_BRIEF 1_: In the commentary on Sicko below, who does the writer say is making medical decisions?
_BRIEF 2_: Continue the commentary on Sicko below, starting after its last sentence.

::: TEXT EXCERPT :::

I saw Sicko. It made me mad as hell.
It’s outrageous that, in a nation as wealthy as America, people still don’t have access to health care. It’s infuriating that medical decisions are being made by insurance company employees in a cubicle. And it is truly horrible to believe, as Michael Moore does, that nationalized health care will solve these problems.
Moore’s latest bit of agitprop filmmaking goes like this:
1) The system is bad.
2) Here are some true stories of people who have suffered.
3) Insurance companies make tons of money at your expense. You’re over your head in debt and taking drugs to deal with the stress. That’s why you don’t vote. Also, while you weren’t looking, the government got bought by the health care industry.
4) Canada has nationalized health care, and it’s great. Here are some actual Canadians who say so. Europe has nationalized health care, and it’s great. Here are some actual Europeans who say so. France is really, really great. Here are some Americans living in France who say so.

::: EXERCISE DATA :::

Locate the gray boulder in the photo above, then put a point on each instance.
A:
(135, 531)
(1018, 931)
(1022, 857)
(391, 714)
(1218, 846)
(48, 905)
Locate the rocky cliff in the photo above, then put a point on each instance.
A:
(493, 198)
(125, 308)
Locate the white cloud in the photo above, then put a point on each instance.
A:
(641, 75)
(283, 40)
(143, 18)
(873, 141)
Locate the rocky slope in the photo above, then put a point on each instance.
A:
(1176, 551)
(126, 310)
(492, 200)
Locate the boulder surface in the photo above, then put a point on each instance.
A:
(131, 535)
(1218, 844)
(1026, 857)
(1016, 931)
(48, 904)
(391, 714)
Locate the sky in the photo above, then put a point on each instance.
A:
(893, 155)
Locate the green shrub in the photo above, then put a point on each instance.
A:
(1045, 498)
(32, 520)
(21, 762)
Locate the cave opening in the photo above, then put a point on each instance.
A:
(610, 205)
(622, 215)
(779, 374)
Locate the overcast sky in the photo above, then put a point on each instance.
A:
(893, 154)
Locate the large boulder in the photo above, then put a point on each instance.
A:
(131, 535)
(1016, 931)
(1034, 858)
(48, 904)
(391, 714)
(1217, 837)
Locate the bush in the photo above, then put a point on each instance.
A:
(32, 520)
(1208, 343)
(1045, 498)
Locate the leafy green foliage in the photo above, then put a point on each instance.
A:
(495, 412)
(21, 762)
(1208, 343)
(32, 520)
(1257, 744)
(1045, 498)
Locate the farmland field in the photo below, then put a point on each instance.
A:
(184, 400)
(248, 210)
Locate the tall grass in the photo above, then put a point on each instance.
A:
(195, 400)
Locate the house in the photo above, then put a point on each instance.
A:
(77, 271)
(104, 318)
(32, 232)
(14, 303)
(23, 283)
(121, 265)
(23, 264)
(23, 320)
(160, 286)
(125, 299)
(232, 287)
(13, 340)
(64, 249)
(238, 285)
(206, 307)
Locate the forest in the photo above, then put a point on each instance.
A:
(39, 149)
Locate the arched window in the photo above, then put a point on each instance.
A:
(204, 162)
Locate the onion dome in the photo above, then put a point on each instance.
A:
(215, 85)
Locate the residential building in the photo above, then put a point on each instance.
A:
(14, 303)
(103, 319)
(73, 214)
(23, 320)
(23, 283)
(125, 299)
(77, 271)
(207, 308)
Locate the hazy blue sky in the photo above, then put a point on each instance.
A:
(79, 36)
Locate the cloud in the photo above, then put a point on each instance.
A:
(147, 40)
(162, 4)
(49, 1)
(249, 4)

:::

_ANSWER BOX 1_: Insurance company employees in a cubicle.

_ANSWER BOX 2_:
5) Let’s have nationalized health care in America. The End.
Look, Mike, here’s the deal. Health care is the most regulated industry in the United States. Most of the people you talked with lost their insurance when they lost their jobs. Why are health benefits tied to work? Because of tax laws dating back to World War II. Why can’t insurance policies just spell out what is covered and what is not? Because of health insurance regulations. Why do we rely so much on insurance to begin with? Because that’s how Congress has set things up.
It’s precisely because Congress controls so much of health care spending, either directly through Medicare and Medicaid, or indirectly through regulation, that the health care industry has so much influence in Washington. What else could you possibly expect?
Those of us who champion economic freedom have to explain this to you lefties over and over again. You demand more and more political involvement in something. Once you get it, you’re shocked, shocked to discover that people are giving more money to politicians. Lobbying and influence peddling are not the problem. They are the symptom. Your misguided policies are the cause.
Michael, ask yourself this: Does health care in the US really look like a market? In a free market, buyers and sellers are permitted to engage in any mutually beneficial transaction. Today, most beneficial arrangements in health insurance are illegal.
In a market, subsidies and distortions are kept to a minimum. For the past sixty years, the tax code has artificially tied health insurance to employment.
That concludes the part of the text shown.